GBP/USD End of the Boris bounce? Scary scenarios and hard data eyed

  • GBP/USD has attempted a rise as amid the PM’s discharge and worrying forecasts.
  • Hard data for March and PMIs for April will likely set the tone.
  • Mid-April’s daily chart is painting a mixed picture.
  • The FX Poll is showing a bearish trend.

Pound/dollar has hit the highest in a month amid Prime Minister Boris Johnson’s discharge from hospital and US dollar weakness. After the OBR published worrying scenarios and markets’volatile week, economic figures are eyed.

This week in GBP/USD: Is the worst over?

Boris is back – at least out of the hospital, but still not back in Downing Street. After several days between life and death in intensive care, the PM is resting in Chequers and is set to return to work. The excellent news supported the pound. Johnson was elected by a landslide and Foreign Secretary Dominic Raab – who is deputizing – and other ministers lack the political clout.

Yet while the PM is recovering, Britain’s coronavirus situation remains dire. The curve is hardly flattering, and that is happening only when counting confirmed COVID-19 mortalities. Deaths at care homes and the total losses of life in the UK suggest that the real number of victims from the disease is significantly higher.

The government has come under growing criticism for failing to ramp up testing, especially in comparison to Germany. Having a capacity of 100,000 probes per day – as health minister Matt Hancock wants – would allow the easing of the lockdown and a gradual return to normality. However, Raab presided over a decision to extend the shuttering for another three weeks – at least.

ENTRIES PROVIDED
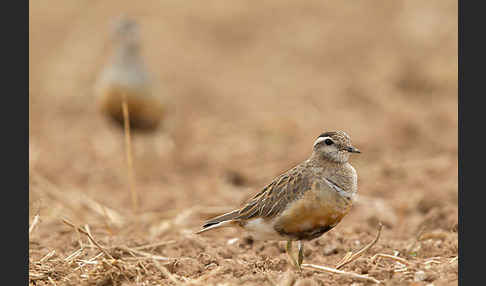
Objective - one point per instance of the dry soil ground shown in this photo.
(249, 85)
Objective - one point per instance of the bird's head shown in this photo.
(334, 146)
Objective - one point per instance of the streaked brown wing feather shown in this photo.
(277, 195)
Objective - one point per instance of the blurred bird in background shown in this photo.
(125, 77)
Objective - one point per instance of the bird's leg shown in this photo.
(289, 253)
(301, 253)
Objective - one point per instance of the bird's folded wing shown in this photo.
(276, 196)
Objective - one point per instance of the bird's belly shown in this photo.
(312, 215)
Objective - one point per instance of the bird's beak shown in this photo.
(351, 149)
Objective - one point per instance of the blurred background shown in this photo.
(247, 87)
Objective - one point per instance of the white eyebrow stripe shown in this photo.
(338, 189)
(320, 139)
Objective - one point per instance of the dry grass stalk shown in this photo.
(382, 255)
(34, 223)
(47, 256)
(153, 245)
(350, 258)
(142, 253)
(90, 238)
(128, 150)
(340, 272)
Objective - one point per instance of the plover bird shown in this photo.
(303, 203)
(127, 77)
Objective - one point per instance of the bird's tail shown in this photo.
(219, 221)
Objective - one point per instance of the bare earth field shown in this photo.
(248, 86)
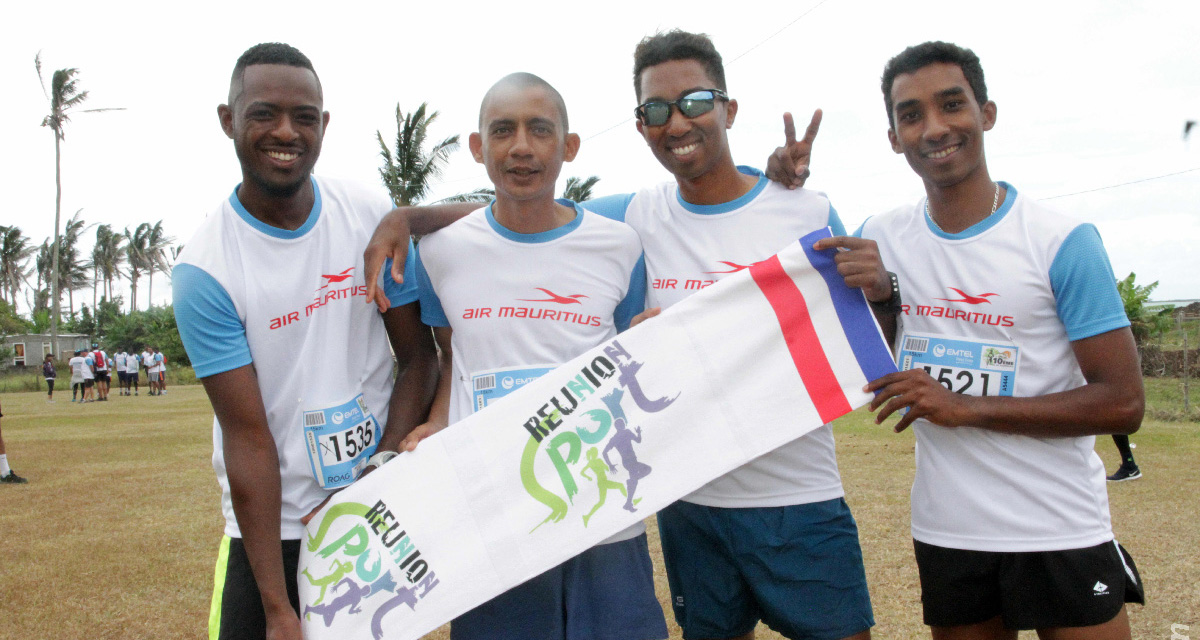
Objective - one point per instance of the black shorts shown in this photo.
(237, 610)
(1037, 590)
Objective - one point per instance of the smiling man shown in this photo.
(1014, 353)
(255, 293)
(577, 277)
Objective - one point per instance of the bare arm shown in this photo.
(252, 466)
(417, 372)
(439, 413)
(390, 240)
(1111, 401)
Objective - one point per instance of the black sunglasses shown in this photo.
(693, 105)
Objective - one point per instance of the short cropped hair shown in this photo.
(270, 53)
(522, 79)
(676, 45)
(929, 53)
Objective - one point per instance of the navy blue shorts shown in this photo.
(798, 568)
(605, 593)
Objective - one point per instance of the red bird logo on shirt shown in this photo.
(337, 277)
(556, 298)
(967, 298)
(733, 267)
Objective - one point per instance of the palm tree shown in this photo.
(107, 258)
(579, 189)
(155, 253)
(72, 265)
(408, 172)
(135, 253)
(65, 95)
(15, 252)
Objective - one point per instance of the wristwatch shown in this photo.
(892, 305)
(381, 459)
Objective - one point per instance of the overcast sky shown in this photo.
(1090, 94)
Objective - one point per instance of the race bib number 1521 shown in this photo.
(964, 366)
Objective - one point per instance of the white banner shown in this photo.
(599, 443)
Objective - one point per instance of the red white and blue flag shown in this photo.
(737, 370)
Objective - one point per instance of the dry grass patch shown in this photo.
(117, 532)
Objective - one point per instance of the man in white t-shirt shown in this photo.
(271, 279)
(568, 257)
(1014, 354)
(775, 532)
(77, 363)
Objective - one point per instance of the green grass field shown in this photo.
(115, 534)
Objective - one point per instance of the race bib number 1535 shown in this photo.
(964, 366)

EXERCISE GOAL
Can you transcribe the GBP/USD article word for word, beginning at the words "Boris is back" and stopping after "is significantly higher."? The records that come after the GBP/USD article are unrelated material.

EXERCISE RESPONSE
Boris is back – at least out of the hospital, but still not back in Downing Street. After several days between life and death in intensive care, the PM is resting in Chequers and is set to return to work. The excellent news supported the pound. Johnson was elected by a landslide and Foreign Secretary Dominic Raab – who is deputizing – and other ministers lack the political clout.

Yet while the PM is recovering, Britain’s coronavirus situation remains dire. The curve is hardly flattering, and that is happening only when counting confirmed COVID-19 mortalities. Deaths at care homes and the total losses of life in the UK suggest that the real number of victims from the disease is significantly higher.